The Best Long Gun For Survival, Part 5

Introduction

The previous installments of this series covered various rifles. I wrote about the .22 Long Rifle, pistol-caliber carbines, hunting rifles, and semi-automatics already, but there is an entirely different class of long guns I need to discuss: shotguns.

Rifles are named for the spiral grooves inside the barrel which cause a bullet to spin and gyroscopically stabilize for long-range accuracy. Their predecessor was the musket, a muzzle-loading smooth-bore firearm used for hunting and military purposes alike. While the musket could certainly be loaded with small shot rather than a musket ball, fowling pieces were designed specifically for hunting game birds with shot, and the blunderbuss was a combat and self-defense weapon designed to use shot in close range.


Gauge

Welcome to the insanity of Imperial units of measurement! This one actually makes some sense historically, though. Gauge and bore measurements used to refer to how many properly-sized spherical bullets could be cast for that firearm. One pound of lead makes 12 balls fitting a 12-gauge, or 20 balls for a 20-gauge. Bigger numbers mean smaller bores.

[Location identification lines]
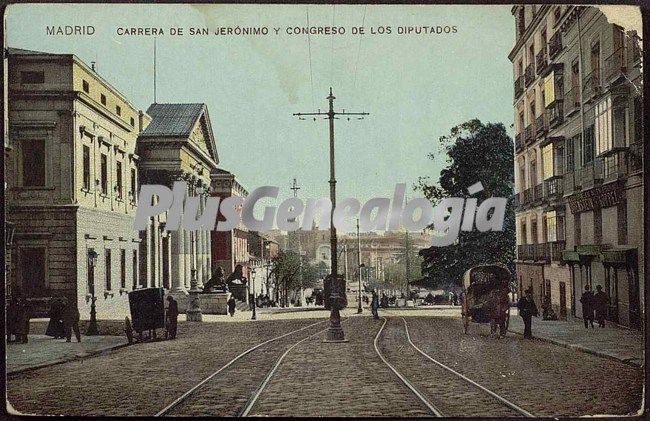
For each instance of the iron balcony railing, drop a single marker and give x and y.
(592, 84)
(556, 114)
(529, 134)
(555, 45)
(553, 188)
(572, 100)
(541, 124)
(555, 250)
(528, 196)
(519, 86)
(529, 74)
(518, 142)
(541, 61)
(538, 192)
(616, 65)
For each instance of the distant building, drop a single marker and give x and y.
(578, 155)
(229, 248)
(71, 177)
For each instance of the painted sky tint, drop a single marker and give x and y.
(415, 87)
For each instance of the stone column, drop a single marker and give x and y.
(177, 259)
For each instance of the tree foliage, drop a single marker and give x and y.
(474, 152)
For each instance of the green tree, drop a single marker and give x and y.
(475, 152)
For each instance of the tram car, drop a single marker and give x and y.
(485, 297)
(147, 308)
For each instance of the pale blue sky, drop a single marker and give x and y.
(415, 87)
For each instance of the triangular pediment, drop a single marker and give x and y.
(202, 137)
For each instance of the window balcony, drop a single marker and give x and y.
(615, 166)
(519, 144)
(553, 188)
(616, 65)
(529, 134)
(529, 74)
(528, 196)
(555, 114)
(541, 252)
(572, 101)
(635, 158)
(538, 193)
(555, 45)
(555, 250)
(593, 86)
(591, 174)
(541, 61)
(519, 86)
(541, 124)
(569, 181)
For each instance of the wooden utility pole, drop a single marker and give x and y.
(335, 332)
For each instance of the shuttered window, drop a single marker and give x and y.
(549, 89)
(551, 226)
(547, 161)
(603, 126)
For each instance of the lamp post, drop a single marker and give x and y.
(254, 317)
(92, 326)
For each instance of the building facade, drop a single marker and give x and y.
(578, 152)
(71, 184)
(178, 145)
(229, 248)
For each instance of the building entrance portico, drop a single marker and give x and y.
(178, 145)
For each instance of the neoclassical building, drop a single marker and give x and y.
(178, 145)
(71, 182)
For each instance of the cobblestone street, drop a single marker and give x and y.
(346, 379)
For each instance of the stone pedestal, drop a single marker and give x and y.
(215, 303)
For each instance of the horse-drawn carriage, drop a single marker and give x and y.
(485, 297)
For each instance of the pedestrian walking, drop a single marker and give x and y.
(22, 320)
(55, 327)
(231, 306)
(527, 309)
(172, 317)
(601, 302)
(71, 322)
(587, 301)
(374, 305)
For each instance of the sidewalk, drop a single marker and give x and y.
(611, 342)
(42, 351)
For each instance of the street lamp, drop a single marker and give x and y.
(92, 261)
(361, 266)
(254, 317)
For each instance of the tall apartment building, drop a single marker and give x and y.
(578, 159)
(71, 177)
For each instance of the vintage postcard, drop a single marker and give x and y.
(324, 210)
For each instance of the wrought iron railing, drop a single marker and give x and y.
(519, 86)
(572, 100)
(555, 45)
(529, 74)
(541, 61)
(615, 64)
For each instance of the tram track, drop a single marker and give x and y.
(221, 393)
(430, 382)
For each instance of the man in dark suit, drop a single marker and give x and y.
(172, 317)
(527, 309)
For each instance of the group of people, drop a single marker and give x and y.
(594, 306)
(64, 319)
(18, 314)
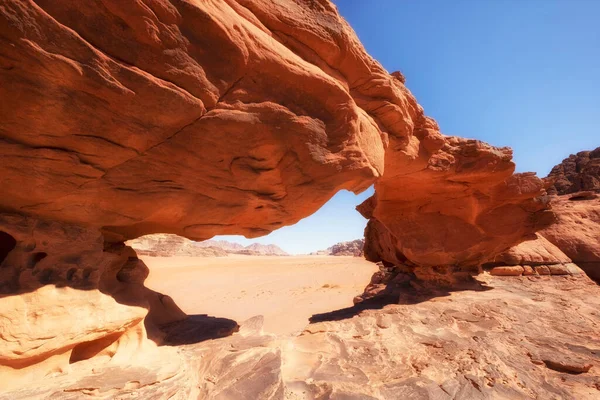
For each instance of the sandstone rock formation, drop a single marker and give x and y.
(460, 208)
(578, 172)
(577, 230)
(121, 119)
(509, 338)
(67, 296)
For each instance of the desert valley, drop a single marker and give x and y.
(134, 132)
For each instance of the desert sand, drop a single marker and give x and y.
(285, 290)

**OBJECTIVE**
Update the survival long gun article from "Introduction" up to and including "in close range." by replacing "blunderbuss" with "coach gun", and write out that passage again.

**THE REPLY**
Introduction

The previous installments of this series covered various rifles. I wrote about the .22 Long Rifle, pistol-caliber carbines, hunting rifles, and semi-automatics already, but there is an entirely different class of long guns I need to discuss: shotguns.

Rifles are named for the spiral grooves inside the barrel which cause a bullet to spin and gyroscopically stabilize for long-range accuracy. Their predecessor was the musket, a muzzle-loading smooth-bore firearm used for hunting and military purposes alike. While the musket could certainly be loaded with small shot rather than a musket ball, fowling pieces were designed specifically for hunting game birds with shot, and the coach gun was a combat and self-defense weapon designed to use shot in close range.